Egli deride l'idea che la rotazione originaria sia stata impartita da Dio (un'idea che certamente non avevano più gli scienziati dell'epoca, ma che doveva avere una qualche diffusione a livello popolare, un po' come l'identificazione fra Big Bang e Genesi ai giorni nostri...). E a proposito dell'ipotesi di Laplace, Poe afferma: “È invero di gran lunga troppo bella per non cogliere la Verità nella sua essenzialità -e sono qui assai profondamente serio in ciò che dico”.

In effetti, nonostante i dettagli dell'idea di Laplace non siano oggi più validi, l'idea di fondo è stata confermata: oggi si possono osservare addirittura i dischi protoplanetari. Durante il processo di contrazione della nebulosa, il Sole si accende: “Così il Sole, nel processo della sua aggregazione, deve presto, nello sviluppare la sua repulsione, essere diventato eccessivamente caldo -forse incandescente”.

Ma non è detto che tutte le stelle siano luminose: “Di nuovo: -sappiamo che esistono soli non luminosi- ovvero, soli la cui esistenza viene determinata attraverso i moti di altri [soli], ma la cui luminosità non è sufficiente a svelarceli”.

_Dati forniti_
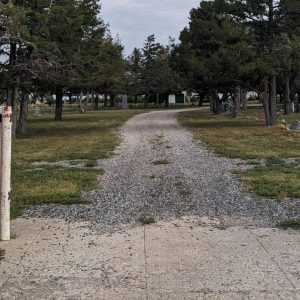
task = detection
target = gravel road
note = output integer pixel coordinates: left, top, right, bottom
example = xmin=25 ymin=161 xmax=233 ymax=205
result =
xmin=25 ymin=110 xmax=300 ymax=232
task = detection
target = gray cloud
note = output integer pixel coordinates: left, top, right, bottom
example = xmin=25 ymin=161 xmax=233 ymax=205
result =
xmin=101 ymin=0 xmax=200 ymax=54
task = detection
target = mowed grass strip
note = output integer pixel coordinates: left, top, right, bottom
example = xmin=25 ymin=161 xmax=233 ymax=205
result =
xmin=11 ymin=109 xmax=143 ymax=217
xmin=178 ymin=108 xmax=300 ymax=199
xmin=178 ymin=108 xmax=300 ymax=159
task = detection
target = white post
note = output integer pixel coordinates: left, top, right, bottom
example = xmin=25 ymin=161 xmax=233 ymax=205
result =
xmin=0 ymin=106 xmax=12 ymax=241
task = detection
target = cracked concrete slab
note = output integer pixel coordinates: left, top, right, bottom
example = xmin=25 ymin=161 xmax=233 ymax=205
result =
xmin=0 ymin=217 xmax=300 ymax=300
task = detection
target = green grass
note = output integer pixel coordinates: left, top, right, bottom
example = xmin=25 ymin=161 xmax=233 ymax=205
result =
xmin=239 ymin=165 xmax=300 ymax=198
xmin=11 ymin=108 xmax=143 ymax=218
xmin=178 ymin=108 xmax=300 ymax=159
xmin=178 ymin=108 xmax=300 ymax=199
xmin=278 ymin=219 xmax=300 ymax=230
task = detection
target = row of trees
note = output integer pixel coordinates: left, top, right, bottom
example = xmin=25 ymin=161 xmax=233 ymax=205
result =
xmin=0 ymin=0 xmax=125 ymax=133
xmin=0 ymin=0 xmax=300 ymax=133
xmin=172 ymin=0 xmax=300 ymax=125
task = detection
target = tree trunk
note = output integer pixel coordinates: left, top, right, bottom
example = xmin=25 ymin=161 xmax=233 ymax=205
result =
xmin=232 ymin=84 xmax=241 ymax=118
xmin=284 ymin=75 xmax=292 ymax=115
xmin=144 ymin=95 xmax=149 ymax=108
xmin=110 ymin=94 xmax=115 ymax=107
xmin=11 ymin=86 xmax=19 ymax=139
xmin=17 ymin=91 xmax=29 ymax=134
xmin=199 ymin=92 xmax=206 ymax=106
xmin=165 ymin=95 xmax=170 ymax=108
xmin=209 ymin=90 xmax=222 ymax=115
xmin=91 ymin=93 xmax=95 ymax=110
xmin=156 ymin=93 xmax=159 ymax=107
xmin=262 ymin=76 xmax=277 ymax=126
xmin=269 ymin=76 xmax=277 ymax=126
xmin=55 ymin=87 xmax=63 ymax=121
xmin=241 ymin=89 xmax=248 ymax=110
xmin=94 ymin=93 xmax=99 ymax=110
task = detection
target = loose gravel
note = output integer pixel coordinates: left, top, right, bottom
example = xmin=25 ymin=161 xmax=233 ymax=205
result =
xmin=24 ymin=110 xmax=300 ymax=232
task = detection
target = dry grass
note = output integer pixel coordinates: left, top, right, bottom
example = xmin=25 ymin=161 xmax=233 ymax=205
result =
xmin=179 ymin=109 xmax=300 ymax=159
xmin=11 ymin=109 xmax=143 ymax=217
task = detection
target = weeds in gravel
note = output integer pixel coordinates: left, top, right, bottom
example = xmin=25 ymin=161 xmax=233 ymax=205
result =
xmin=238 ymin=161 xmax=300 ymax=198
xmin=139 ymin=216 xmax=155 ymax=225
xmin=0 ymin=248 xmax=5 ymax=261
xmin=178 ymin=108 xmax=300 ymax=198
xmin=277 ymin=219 xmax=300 ymax=230
xmin=152 ymin=159 xmax=170 ymax=166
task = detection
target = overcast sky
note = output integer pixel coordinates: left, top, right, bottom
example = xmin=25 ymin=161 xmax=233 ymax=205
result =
xmin=100 ymin=0 xmax=200 ymax=55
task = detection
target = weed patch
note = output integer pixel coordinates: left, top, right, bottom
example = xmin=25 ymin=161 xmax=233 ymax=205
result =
xmin=178 ymin=108 xmax=300 ymax=198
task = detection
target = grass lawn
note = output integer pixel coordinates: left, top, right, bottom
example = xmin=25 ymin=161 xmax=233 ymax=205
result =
xmin=178 ymin=108 xmax=300 ymax=199
xmin=11 ymin=108 xmax=144 ymax=217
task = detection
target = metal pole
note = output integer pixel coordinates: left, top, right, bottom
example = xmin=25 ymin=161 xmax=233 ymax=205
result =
xmin=0 ymin=106 xmax=12 ymax=241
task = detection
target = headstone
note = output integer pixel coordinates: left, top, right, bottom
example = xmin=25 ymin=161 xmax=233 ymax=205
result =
xmin=290 ymin=121 xmax=300 ymax=131
xmin=122 ymin=95 xmax=128 ymax=109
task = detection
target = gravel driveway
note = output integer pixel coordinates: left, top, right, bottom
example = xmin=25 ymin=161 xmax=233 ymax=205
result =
xmin=25 ymin=110 xmax=300 ymax=232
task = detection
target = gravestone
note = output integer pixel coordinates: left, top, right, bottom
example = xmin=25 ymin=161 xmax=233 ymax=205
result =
xmin=122 ymin=95 xmax=128 ymax=109
xmin=290 ymin=121 xmax=300 ymax=131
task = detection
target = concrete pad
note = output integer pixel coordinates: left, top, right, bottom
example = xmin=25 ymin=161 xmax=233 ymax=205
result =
xmin=0 ymin=218 xmax=300 ymax=300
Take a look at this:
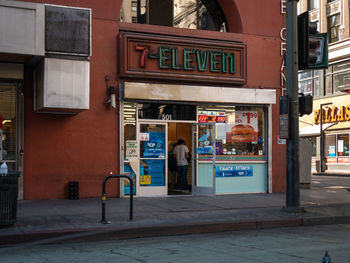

_Descrizione del compito_
Secondo il brano su Poe e l'ipotesi di Laplace, che cosa si può osservare oggi a conferma dell'idea di fondo di Laplace?

_Risposta al compito_
Oggi si possono osservare addirittura i dischi protoplanetari.